Your instructions.
The records are to be restated in their entirety, word for word.

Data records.

━━━━

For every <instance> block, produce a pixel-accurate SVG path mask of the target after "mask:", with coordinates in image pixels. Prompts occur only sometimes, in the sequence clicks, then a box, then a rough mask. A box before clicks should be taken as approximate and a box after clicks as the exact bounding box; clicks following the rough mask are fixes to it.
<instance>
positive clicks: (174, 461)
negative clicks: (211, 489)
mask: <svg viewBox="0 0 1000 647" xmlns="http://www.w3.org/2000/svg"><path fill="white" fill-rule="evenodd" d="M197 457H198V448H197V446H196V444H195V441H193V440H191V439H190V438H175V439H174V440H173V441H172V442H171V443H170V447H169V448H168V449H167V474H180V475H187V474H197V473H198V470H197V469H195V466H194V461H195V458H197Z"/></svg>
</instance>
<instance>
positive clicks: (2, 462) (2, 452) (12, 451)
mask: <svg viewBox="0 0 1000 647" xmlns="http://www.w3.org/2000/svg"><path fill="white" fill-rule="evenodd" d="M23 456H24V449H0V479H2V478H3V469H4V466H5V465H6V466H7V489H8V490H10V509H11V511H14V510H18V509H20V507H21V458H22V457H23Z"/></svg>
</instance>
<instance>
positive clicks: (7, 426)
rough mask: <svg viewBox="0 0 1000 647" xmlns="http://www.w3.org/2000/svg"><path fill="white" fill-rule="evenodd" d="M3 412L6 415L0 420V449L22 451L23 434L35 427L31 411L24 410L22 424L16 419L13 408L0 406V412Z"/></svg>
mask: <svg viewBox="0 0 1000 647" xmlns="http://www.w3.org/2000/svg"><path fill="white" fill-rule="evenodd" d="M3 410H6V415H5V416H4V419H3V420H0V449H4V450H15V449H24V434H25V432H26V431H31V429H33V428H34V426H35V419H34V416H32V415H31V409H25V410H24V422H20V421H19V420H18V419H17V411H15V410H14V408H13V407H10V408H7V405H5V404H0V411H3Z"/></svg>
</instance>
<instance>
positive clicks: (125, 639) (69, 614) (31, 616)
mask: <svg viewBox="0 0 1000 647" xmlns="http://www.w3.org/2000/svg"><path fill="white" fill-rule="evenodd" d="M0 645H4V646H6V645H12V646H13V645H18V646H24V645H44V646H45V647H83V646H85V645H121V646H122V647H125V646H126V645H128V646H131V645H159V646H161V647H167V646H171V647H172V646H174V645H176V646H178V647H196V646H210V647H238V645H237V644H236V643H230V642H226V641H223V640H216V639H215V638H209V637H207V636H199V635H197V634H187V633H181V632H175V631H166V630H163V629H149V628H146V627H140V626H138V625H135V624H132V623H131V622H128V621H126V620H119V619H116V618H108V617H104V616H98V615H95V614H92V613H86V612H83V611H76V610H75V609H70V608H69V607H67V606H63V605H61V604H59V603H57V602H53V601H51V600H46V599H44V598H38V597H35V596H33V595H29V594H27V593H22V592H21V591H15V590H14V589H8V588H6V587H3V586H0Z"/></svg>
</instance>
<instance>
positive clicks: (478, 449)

━━━━

Response.
For every <instance> block, produce a pixel-accurate SVG path mask of the target after "mask:", with coordinates in image pixels. Prompts occur only sometimes, in the sequence clicks, then a box, then a rough mask. A box before clicks should be taken as approximate and a box after clicks as the exact bounding box; clicks following the rough mask are fixes to it.
<instance>
positive clicks: (174, 461)
negative clicks: (211, 489)
mask: <svg viewBox="0 0 1000 647" xmlns="http://www.w3.org/2000/svg"><path fill="white" fill-rule="evenodd" d="M197 457H198V448H197V446H196V444H195V441H193V440H191V439H190V438H175V439H174V440H173V441H172V442H171V443H170V447H169V448H168V449H167V474H180V475H187V474H197V473H198V470H197V469H195V466H194V461H195V458H197Z"/></svg>
</instance>
<instance>
positive clicks: (2, 462) (2, 452) (12, 451)
mask: <svg viewBox="0 0 1000 647" xmlns="http://www.w3.org/2000/svg"><path fill="white" fill-rule="evenodd" d="M23 456H24V449H0V479H2V478H3V469H4V466H5V465H6V466H7V489H8V490H10V509H11V511H14V510H18V509H20V507H21V458H22V457H23Z"/></svg>
</instance>
<instance>
positive clicks: (7, 426)
rough mask: <svg viewBox="0 0 1000 647" xmlns="http://www.w3.org/2000/svg"><path fill="white" fill-rule="evenodd" d="M3 412L6 415L0 420V449L22 451L23 434L35 427L31 411L24 410L22 424L16 419L13 408L0 406V412Z"/></svg>
mask: <svg viewBox="0 0 1000 647" xmlns="http://www.w3.org/2000/svg"><path fill="white" fill-rule="evenodd" d="M3 410H6V415H5V416H4V419H3V420H0V449H4V450H15V449H24V434H25V432H26V431H31V429H33V428H34V426H35V419H34V416H32V415H31V409H25V410H24V422H20V421H19V420H18V419H17V411H15V410H14V408H13V407H10V408H7V405H5V404H0V411H3Z"/></svg>
</instance>
<instance>
positive clicks: (125, 639) (69, 614) (31, 616)
mask: <svg viewBox="0 0 1000 647" xmlns="http://www.w3.org/2000/svg"><path fill="white" fill-rule="evenodd" d="M0 645H4V646H6V645H12V646H13V645H18V646H24V645H44V646H45V647H83V646H85V645H121V646H122V647H125V646H126V645H128V646H131V645H159V646H161V647H167V646H171V647H172V646H174V645H176V646H178V647H196V646H210V647H238V645H237V644H236V643H230V642H226V641H223V640H216V639H215V638H209V637H207V636H199V635H197V634H187V633H181V632H175V631H166V630H163V629H149V628H146V627H140V626H138V625H135V624H132V623H131V622H128V621H126V620H119V619H116V618H108V617H104V616H98V615H95V614H92V613H86V612H83V611H76V610H75V609H70V608H69V607H67V606H63V605H61V604H59V603H57V602H53V601H51V600H46V599H44V598H38V597H35V596H33V595H29V594H27V593H22V592H21V591H15V590H14V589H8V588H6V587H3V586H0Z"/></svg>
</instance>
<instance>
positive clicks: (478, 449)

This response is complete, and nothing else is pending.